- [Excerpt]
The data extracted includes the two main coding systems for classifying disease and therapeutic prescriptions, which are used by general practices in Ireland.18 The International Classification of Primary Care (ICPC) was designed to capture the interaction between the GP and the patient and is structured around the consultation. ICPC has fewer diagnosis codes than other systems, such as the International Classification of Diseases (ICD-10).18 PMS includes both standard coding systems for coding consultations and diseases.18 However, GPs are not incentivised to code and few GPs code consultations, making the prevalence of common diseases difficult to measure accurately.2 Coding in Irish general practice has improved for a few selected conditions since the introduction of the chronic disease management (CDM) programme in 2020. CDM was integrated into the four accredited PMS systems resulting in the automatic recording of CDM disease codes.19

Therapeutic prescriptions are coded within Irish PMS using the Anatomical Therapeutic Chemical (ATC) code, a unique code assigned to any medicine according to the organ or system it works on and its action.20 The classification system is maintained by the WHO. ATC codes have five levels, the highest level is a letter ‘X’ for the main group (eg, J), the second level is two numbers ‘##’ for the therapeutic group (eg, 01), the third level is a letter ‘X’ for the pharmacological subgroup (eg, C), the fourth is a letter ‘X’ for the chemical subgroup (eg, A) and the final, fifth level is the active substance ‘##’ (eg, 01). This results in ATC codes written as X##XX## (ie, J01CA01 for the antibiotic ampicillin). This allows easy classification of medicines to specific or larger therapeutic groups.20

Results

The CARA data processing infrastructure encompasses the general practice database, secure data extractor and uploader, data integration component and a database that connects to the relevant dashboard interfaces. Figure 2 shows the architecture of the CARA infrastructure, which includes the ELT process to extract, load and transform de-identified practice data into data models, the Representational State Transfer Application Programming Interface (REST API), which provides the security barrier between the data models and their visualisation on the CARA dashboard.

Figure 2
Figure 2

The architecture of the CARA infrastructure.

- [Data supplied]
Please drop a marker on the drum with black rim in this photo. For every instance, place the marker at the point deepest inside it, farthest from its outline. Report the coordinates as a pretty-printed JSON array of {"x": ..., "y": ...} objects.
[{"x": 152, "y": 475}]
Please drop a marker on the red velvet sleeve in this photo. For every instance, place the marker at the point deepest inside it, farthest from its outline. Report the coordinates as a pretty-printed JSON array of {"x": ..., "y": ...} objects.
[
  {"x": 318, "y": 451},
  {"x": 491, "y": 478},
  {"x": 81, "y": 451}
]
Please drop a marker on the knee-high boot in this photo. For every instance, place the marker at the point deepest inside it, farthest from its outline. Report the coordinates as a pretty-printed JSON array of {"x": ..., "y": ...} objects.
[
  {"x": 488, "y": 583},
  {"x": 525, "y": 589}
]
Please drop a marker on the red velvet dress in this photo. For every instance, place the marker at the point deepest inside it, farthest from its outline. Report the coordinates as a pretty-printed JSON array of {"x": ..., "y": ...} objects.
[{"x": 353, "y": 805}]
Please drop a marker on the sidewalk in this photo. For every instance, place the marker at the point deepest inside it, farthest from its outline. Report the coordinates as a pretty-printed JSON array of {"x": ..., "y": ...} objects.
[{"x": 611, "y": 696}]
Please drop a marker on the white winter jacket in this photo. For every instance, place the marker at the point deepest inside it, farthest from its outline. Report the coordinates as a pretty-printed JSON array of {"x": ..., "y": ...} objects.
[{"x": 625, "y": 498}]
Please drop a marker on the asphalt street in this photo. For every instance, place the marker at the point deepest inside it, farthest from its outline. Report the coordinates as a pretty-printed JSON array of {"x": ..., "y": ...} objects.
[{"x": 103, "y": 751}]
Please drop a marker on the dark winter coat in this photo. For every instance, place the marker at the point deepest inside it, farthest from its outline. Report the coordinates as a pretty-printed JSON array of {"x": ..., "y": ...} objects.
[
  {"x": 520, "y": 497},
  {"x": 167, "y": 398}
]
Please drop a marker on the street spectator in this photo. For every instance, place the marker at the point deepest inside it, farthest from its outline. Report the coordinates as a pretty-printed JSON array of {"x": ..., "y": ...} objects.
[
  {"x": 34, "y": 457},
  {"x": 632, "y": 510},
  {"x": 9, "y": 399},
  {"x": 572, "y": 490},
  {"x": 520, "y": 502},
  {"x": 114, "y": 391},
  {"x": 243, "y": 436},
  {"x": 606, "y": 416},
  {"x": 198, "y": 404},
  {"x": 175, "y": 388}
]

- [Aim of the task] Reproduce the passage of the excerpt on Irish general practice coding that begins at the words "The CARA data" and stops after the words "the CARA dashboard.". Keep every word and mark unchanged.

- [Answer below]
The CARA data processing infrastructure encompasses the general practice database, secure data extractor and uploader, data integration component and a database that connects to the relevant dashboard interfaces. Figure 2 shows the architecture of the CARA infrastructure, which includes the ELT process to extract, load and transform de-identified practice data into data models, the Representational State Transfer Application Programming Interface (REST API), which provides the security barrier between the data models and their visualisation on the CARA dashboard.